> [Text passage]:
Wastewater offers promise as a lower cost resource but this too is fairly energy intensive due to aeration requirements. Current NF spirals use less energy than wastewater reuse schemes but are significantly

NF product developments

The problem with spirals is that they require excellent feed quality to avoid fouling. Thus the NF stage is effectively added on to existing treatment. A new range of NF products target the removal of organic molecules but minimise the rejection of inorganics. By doing so, they

offer the promise of lower pressure operation. However, high organic rejection means that it is important that the membrane is low fouling since at high recovery, the concentration of organics in the feed stream will rise sharply. Another feature of these new product developments is that they do not use a spiral format, thereby reducing the need for pre-treatment.

> [What is required]: In the passage on nanofiltration products, what does the new products' non-spiral format reduce the need for?

> [The data]:

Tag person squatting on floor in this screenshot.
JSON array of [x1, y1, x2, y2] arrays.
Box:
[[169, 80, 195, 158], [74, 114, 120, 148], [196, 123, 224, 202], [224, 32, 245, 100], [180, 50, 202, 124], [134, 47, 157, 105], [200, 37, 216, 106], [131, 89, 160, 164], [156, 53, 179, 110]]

> [Result for this task]: Pre-treatment.